◆ Stated problem:
In the items below, count the lines that contain the string "balcony", with case counting. Reply with the number only.

--------------------------------

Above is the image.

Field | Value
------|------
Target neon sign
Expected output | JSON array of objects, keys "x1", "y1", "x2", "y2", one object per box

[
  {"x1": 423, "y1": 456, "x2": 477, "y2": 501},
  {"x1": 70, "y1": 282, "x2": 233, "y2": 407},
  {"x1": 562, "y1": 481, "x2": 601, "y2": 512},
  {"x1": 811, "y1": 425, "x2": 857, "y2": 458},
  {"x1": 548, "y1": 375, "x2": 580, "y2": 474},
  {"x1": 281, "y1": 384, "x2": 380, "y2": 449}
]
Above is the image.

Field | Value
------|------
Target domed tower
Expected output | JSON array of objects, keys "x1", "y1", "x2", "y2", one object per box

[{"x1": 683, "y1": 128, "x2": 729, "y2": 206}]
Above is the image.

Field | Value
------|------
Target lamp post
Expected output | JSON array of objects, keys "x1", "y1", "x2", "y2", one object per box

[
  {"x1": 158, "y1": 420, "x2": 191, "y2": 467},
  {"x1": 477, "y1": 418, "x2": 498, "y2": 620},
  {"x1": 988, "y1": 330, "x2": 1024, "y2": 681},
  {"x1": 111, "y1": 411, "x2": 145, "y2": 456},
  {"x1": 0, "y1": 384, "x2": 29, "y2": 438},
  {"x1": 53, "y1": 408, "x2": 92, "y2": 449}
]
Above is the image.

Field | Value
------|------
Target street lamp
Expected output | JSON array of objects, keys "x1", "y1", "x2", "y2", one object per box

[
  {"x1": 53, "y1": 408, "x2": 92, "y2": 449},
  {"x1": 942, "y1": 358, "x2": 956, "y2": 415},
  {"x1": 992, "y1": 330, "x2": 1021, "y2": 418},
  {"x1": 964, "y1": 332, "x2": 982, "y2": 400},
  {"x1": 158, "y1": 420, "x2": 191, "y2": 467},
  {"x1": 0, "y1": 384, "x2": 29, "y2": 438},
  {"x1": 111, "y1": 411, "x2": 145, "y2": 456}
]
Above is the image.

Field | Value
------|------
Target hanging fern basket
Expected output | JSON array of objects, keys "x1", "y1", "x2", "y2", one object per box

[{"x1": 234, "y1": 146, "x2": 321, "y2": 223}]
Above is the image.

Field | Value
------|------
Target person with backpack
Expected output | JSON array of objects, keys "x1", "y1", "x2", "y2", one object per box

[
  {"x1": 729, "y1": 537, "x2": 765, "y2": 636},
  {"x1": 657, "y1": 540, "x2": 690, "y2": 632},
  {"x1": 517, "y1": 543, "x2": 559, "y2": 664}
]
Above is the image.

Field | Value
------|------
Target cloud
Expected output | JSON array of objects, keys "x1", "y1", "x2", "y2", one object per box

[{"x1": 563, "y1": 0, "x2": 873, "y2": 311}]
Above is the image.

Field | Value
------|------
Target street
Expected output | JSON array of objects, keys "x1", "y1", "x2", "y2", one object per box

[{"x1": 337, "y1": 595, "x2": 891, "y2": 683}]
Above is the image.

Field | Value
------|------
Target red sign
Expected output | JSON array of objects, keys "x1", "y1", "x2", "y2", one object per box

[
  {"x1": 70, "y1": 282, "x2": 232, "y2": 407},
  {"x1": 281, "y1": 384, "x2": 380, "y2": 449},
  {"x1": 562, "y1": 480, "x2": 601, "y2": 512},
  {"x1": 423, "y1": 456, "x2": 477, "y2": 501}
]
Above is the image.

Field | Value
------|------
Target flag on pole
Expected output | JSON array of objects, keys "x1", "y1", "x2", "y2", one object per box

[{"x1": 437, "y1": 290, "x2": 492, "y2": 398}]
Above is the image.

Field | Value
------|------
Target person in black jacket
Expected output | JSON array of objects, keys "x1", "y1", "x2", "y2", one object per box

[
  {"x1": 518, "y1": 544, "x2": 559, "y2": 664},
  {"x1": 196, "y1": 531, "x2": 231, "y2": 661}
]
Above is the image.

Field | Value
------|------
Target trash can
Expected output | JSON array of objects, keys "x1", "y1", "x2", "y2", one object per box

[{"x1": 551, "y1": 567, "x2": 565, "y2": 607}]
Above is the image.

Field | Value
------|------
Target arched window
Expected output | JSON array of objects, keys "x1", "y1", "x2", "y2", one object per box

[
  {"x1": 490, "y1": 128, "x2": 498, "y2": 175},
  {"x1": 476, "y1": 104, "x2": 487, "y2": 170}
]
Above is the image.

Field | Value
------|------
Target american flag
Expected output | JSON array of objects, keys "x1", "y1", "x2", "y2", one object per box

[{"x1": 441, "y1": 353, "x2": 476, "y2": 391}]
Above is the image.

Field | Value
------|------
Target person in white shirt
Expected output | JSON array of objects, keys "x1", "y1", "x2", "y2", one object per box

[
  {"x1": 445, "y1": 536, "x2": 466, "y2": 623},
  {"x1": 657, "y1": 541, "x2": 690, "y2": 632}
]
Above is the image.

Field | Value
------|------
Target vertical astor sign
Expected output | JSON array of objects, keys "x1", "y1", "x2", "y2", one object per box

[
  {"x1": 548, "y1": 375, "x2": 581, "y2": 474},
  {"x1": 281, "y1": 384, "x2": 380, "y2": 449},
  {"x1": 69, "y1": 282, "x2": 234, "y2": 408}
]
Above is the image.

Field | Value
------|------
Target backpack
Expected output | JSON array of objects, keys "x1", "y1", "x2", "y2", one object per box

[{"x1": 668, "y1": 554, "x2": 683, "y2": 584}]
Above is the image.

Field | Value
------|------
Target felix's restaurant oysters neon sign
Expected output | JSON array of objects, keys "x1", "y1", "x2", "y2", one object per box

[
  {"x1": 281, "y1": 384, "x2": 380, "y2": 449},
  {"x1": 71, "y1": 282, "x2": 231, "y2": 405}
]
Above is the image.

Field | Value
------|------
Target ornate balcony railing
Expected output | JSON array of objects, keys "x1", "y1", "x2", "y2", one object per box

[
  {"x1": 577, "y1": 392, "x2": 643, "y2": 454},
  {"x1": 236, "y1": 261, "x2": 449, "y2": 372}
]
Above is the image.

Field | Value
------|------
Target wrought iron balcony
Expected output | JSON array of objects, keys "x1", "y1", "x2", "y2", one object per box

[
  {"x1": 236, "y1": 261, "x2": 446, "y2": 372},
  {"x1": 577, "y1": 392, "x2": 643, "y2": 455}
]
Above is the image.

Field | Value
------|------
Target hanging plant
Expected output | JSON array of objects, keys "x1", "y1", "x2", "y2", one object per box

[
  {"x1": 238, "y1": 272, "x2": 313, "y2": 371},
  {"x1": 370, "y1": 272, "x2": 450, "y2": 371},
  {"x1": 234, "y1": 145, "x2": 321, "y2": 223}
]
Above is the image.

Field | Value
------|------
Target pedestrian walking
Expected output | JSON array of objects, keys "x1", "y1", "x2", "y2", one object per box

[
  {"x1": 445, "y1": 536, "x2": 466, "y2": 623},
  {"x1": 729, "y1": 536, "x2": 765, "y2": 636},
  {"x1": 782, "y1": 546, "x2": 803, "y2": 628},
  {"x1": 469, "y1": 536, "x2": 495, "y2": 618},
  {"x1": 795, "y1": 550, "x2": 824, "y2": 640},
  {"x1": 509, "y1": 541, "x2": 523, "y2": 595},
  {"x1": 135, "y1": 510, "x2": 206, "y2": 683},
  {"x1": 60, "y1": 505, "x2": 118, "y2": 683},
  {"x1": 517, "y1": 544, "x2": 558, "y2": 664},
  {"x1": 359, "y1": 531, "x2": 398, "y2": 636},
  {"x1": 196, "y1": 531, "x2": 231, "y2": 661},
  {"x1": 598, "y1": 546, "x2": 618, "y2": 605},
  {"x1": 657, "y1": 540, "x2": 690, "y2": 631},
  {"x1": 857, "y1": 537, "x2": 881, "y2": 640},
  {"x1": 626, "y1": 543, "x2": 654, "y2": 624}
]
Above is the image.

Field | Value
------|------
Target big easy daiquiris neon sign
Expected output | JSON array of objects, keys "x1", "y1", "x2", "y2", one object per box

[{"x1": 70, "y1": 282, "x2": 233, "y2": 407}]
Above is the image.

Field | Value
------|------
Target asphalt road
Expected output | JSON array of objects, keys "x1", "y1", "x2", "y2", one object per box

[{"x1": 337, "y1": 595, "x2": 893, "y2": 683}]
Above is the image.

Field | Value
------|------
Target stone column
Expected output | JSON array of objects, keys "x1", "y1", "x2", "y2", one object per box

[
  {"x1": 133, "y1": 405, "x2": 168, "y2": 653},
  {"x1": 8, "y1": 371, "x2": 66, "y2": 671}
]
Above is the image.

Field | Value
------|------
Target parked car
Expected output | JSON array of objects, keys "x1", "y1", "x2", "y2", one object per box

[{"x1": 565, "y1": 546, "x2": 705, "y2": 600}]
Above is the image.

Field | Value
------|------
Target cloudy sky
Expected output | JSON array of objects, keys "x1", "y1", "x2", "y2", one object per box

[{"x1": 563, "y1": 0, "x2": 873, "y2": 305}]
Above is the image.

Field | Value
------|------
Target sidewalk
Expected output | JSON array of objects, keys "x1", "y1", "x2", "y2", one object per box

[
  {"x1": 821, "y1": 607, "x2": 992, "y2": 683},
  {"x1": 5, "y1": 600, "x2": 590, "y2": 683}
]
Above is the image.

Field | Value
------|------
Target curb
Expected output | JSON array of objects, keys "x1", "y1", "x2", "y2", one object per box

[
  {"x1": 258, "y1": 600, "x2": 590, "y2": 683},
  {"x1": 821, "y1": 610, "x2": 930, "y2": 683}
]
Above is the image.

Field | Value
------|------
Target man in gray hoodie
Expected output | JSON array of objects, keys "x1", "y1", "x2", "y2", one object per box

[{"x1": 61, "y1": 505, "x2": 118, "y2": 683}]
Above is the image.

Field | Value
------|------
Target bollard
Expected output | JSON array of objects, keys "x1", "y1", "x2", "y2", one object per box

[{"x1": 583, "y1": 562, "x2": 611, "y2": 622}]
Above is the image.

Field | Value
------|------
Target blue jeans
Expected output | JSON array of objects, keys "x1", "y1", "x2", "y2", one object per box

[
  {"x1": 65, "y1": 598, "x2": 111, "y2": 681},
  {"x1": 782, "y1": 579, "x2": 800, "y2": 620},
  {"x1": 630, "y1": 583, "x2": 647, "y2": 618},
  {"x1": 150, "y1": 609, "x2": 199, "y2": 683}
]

--------------------------------

◆ Solution to this problem:
2